# start of The input
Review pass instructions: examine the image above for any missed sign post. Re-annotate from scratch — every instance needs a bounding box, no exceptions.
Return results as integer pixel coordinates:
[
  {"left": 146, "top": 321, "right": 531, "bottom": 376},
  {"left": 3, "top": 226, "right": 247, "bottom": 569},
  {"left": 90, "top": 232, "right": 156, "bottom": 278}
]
# end of The input
_Task to carry out_:
Extract every line of the records above and reproduce each one verbatim, with no changes.

_Complete output_:
Review pass instructions: examine the image above for any missed sign post. Re-annotate from scratch — every instance needs a bounding box, no exceptions.
Return results as integer pixel coordinates:
[
  {"left": 146, "top": 321, "right": 531, "bottom": 376},
  {"left": 3, "top": 226, "right": 247, "bottom": 569},
  {"left": 90, "top": 232, "right": 156, "bottom": 278}
]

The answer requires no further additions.